_Text under study_
┄┄┄┄┄┄┄┄┄┄┄┄┄┄┄┄┄┄┄┄

BERTSurv: BERT-Based Survival Models for Predicting Outcomes of Trauma Patients
This addresses the problem of limited deep learning methods for survival analysis in healthcare by providing a model that improves prediction accuracy for trauma patient outcomes, though it is incremental as it adapts existing BERT techniques to a specific domain.
The paper tackled predicting mortality and survival outcomes for ICU trauma patients by developing BERTSurv, a BERT-based deep learning framework that integrates clinical notes and measurements, achieving an AUC-ROC of 0.86 (3.6% improvement over baseline) for mortality prediction and a C-index of 0.7 for survival analysis.

┄┄┄┄┄┄┄┄┄┄┄┄┄┄┄┄┄┄┄┄

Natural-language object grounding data
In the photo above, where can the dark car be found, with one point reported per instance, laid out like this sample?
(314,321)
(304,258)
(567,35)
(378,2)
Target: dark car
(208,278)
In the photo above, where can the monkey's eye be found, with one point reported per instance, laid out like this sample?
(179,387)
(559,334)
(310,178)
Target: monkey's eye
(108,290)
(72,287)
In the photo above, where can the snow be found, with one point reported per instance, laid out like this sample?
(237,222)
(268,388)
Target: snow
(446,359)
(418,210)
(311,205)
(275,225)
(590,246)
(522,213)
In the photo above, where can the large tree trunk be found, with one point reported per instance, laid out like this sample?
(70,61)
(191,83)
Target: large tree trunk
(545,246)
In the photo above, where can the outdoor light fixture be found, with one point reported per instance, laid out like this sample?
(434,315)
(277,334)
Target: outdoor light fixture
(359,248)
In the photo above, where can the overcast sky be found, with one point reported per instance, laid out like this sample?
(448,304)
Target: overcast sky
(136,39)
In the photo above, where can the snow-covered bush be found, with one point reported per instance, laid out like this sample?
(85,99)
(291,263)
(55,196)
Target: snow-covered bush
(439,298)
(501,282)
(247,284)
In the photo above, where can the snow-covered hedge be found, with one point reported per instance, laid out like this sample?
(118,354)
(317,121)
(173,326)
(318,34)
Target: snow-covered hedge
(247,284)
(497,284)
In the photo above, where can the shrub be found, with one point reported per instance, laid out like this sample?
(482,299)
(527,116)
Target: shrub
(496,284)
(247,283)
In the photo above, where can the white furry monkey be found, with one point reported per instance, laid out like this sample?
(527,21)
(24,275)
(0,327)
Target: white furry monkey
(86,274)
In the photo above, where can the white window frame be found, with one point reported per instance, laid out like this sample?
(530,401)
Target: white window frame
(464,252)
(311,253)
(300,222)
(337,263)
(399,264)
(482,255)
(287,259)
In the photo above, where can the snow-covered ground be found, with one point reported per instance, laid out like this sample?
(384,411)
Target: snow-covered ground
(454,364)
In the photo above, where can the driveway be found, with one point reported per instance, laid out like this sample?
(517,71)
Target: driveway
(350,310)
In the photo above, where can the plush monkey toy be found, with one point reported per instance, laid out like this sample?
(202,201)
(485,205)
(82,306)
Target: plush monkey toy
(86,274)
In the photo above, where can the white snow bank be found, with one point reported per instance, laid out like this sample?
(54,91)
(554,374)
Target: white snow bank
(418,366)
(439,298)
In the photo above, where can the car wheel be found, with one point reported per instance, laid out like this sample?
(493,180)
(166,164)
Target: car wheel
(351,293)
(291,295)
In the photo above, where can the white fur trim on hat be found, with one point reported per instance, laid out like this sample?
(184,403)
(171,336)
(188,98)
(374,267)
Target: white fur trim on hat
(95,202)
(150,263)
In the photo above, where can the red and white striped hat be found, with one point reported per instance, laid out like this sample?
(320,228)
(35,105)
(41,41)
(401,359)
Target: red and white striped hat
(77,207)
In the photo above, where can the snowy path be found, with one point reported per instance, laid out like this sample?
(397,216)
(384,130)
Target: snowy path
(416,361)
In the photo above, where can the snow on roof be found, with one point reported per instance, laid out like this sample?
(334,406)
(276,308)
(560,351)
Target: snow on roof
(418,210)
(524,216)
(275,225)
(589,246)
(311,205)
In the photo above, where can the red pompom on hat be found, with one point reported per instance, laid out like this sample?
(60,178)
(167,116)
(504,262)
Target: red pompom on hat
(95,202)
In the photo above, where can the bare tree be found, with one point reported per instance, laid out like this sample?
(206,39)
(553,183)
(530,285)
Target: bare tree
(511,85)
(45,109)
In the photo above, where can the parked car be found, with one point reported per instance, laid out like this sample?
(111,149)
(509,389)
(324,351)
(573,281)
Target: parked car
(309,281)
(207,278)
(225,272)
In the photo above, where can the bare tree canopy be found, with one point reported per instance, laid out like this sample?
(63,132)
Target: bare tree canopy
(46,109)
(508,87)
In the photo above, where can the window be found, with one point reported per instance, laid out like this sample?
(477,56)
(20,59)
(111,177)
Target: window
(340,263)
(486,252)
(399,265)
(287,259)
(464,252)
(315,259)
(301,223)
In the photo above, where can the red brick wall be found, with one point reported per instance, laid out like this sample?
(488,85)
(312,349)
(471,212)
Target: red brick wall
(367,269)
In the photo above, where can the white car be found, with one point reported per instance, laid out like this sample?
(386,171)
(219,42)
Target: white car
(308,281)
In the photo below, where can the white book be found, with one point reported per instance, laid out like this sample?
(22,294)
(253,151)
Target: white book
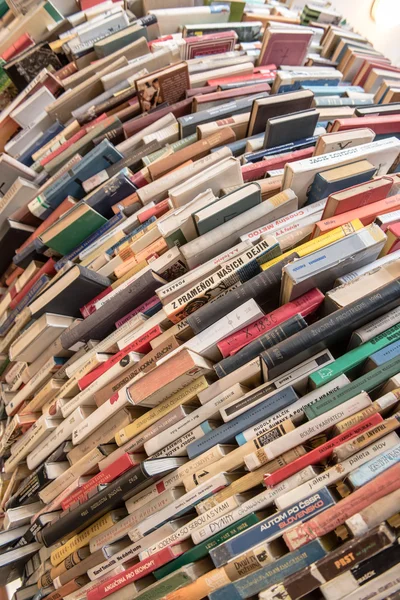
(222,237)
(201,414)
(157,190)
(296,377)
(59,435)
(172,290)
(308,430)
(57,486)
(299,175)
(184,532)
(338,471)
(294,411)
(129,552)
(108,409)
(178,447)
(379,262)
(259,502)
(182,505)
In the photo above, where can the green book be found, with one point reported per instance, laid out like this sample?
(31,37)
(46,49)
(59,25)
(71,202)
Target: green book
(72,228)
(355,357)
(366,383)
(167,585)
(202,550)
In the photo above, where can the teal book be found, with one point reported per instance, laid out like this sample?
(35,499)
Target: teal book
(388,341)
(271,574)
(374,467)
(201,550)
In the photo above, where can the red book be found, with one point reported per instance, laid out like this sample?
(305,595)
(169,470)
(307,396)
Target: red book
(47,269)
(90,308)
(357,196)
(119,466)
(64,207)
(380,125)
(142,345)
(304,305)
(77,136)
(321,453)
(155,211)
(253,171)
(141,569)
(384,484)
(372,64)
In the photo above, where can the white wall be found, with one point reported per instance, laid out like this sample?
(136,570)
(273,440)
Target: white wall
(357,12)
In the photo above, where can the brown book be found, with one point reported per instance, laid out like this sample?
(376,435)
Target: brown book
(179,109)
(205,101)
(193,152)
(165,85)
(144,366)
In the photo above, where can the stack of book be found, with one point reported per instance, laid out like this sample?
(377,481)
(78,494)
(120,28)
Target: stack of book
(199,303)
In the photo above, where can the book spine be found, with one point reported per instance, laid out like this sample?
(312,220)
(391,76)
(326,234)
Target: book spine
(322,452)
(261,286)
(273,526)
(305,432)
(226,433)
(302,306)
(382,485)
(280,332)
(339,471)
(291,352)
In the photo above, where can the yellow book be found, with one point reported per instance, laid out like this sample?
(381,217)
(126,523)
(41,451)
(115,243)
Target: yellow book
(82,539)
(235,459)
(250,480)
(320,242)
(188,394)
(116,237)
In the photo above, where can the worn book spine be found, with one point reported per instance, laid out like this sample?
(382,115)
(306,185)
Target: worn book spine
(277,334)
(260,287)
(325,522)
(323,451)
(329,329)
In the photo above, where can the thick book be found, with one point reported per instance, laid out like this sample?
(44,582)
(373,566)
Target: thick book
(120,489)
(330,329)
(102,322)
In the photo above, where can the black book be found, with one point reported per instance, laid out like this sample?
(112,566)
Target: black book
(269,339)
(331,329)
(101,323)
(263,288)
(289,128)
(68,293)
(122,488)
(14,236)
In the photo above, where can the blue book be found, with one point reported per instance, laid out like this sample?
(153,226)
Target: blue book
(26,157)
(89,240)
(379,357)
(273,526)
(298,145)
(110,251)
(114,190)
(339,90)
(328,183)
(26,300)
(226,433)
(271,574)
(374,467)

┄┄┄┄┄┄┄┄┄┄┄┄┄┄┄┄┄┄┄┄

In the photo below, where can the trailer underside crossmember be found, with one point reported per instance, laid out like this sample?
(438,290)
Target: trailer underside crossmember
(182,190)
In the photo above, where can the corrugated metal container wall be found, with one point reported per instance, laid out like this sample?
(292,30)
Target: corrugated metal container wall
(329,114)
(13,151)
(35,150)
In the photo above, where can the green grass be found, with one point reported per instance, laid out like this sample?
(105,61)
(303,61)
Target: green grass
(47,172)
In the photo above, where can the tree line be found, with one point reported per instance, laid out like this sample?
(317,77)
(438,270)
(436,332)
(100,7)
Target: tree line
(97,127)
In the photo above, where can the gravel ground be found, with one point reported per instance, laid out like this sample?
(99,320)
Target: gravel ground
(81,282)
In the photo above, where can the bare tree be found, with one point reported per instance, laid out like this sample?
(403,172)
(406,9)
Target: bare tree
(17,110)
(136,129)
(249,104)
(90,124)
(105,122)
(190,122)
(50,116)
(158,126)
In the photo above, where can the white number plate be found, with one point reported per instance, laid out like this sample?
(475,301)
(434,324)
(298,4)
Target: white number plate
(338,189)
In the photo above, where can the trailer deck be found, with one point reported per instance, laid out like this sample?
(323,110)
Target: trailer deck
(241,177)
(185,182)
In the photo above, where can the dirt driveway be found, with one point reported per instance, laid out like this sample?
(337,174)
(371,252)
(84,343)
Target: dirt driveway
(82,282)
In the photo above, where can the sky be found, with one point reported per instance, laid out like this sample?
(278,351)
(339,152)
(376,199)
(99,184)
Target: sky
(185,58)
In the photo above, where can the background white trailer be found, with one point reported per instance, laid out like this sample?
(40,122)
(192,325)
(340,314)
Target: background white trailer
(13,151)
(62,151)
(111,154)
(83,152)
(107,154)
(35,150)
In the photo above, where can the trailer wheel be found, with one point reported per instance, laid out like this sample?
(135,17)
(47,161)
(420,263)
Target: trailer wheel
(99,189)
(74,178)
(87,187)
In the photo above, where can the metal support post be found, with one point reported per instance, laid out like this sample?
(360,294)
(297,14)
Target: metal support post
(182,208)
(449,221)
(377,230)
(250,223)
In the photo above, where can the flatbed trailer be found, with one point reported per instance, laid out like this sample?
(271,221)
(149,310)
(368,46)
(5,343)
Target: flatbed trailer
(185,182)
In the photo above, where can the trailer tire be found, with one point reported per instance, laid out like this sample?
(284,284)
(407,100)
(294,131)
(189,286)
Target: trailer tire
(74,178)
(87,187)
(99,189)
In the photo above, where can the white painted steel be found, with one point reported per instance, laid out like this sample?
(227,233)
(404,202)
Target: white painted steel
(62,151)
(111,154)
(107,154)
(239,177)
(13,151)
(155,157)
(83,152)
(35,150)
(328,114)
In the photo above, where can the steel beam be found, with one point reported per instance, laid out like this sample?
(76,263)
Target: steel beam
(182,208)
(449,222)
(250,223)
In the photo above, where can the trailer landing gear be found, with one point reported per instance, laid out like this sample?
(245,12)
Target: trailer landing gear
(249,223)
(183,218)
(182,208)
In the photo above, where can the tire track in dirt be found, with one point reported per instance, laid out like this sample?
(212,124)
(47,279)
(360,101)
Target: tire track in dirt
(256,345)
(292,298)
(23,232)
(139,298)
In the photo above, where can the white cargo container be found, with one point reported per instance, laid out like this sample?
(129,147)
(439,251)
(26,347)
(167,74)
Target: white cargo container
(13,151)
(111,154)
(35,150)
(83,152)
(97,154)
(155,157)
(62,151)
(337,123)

┄┄┄┄┄┄┄┄┄┄┄┄┄┄┄┄┄┄┄┄

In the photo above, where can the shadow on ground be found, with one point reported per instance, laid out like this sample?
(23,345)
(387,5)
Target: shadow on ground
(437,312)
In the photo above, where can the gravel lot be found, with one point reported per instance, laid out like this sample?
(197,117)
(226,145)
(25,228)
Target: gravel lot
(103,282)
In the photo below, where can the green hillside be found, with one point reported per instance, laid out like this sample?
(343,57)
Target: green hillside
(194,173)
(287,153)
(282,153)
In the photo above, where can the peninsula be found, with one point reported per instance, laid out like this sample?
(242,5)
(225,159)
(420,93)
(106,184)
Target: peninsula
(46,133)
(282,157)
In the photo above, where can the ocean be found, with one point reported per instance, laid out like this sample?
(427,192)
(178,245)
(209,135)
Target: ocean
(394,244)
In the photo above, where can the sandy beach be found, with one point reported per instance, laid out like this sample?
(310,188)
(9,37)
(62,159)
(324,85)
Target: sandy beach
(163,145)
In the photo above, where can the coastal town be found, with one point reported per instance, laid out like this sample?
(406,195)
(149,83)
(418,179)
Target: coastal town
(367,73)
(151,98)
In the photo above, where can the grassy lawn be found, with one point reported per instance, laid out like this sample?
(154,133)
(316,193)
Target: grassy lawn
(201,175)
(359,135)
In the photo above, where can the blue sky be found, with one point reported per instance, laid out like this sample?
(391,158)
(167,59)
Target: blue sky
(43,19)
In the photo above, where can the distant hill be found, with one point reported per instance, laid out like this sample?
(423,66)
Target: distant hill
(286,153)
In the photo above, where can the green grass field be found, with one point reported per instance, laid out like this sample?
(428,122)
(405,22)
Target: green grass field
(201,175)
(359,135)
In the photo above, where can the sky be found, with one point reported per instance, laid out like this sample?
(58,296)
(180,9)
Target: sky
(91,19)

┄┄┄┄┄┄┄┄┄┄┄┄┄┄┄┄┄┄┄┄

_Task requirements_
Carry on the write-up about BERTSurv for trauma patient outcomes, picking up after its last sentence above.

_Task response_
Survival analysis is a technique to predict the times of specific outcomes, and is widely used in predicting the outcomes for intensive care unit (ICU) trauma patients. Recently, deep learning models have drawn increasing attention in healthcare. However, there is a lack of deep learning methods that can model the relationship between measurements, clinical notes and mortality outcomes. In this paper we introduce BERTSurv, a deep learning survival framework which applies Bidirectional Encoder Representations from Transformers (BERT) as a language representation model on unstructured clinical notes, for mortality prediction and survival analysis. We also incorporate clinical measurements in BERTSurv. With binary cross-entropy (BCE) loss, BERTSurv can predict mortality as a binary outcome (mortality prediction). With partial log-likelihood (PLL) loss, BERTSurv predicts the probability of mortality as a time-to-event outcome (survival analysis). We apply BERTSurv on Medical Information Mart for Intensive Care III (MIMIC III) trauma patient data. For mortality prediction, BERTSurv obtained an area under the curve of receiver operating characteristic curve (AUC-ROC) of 0.86, which is an improvement of 3.6% over baseline of multilayer perceptron (MLP) without notes. For survival analysis, BERTSurv achieved a concordance index (C-index) of 0.7. In addition, visualizations of BERT's attention heads help to extract patterns in clinical notes and improve model interpretability by showing how the model assigns weights to different inputs.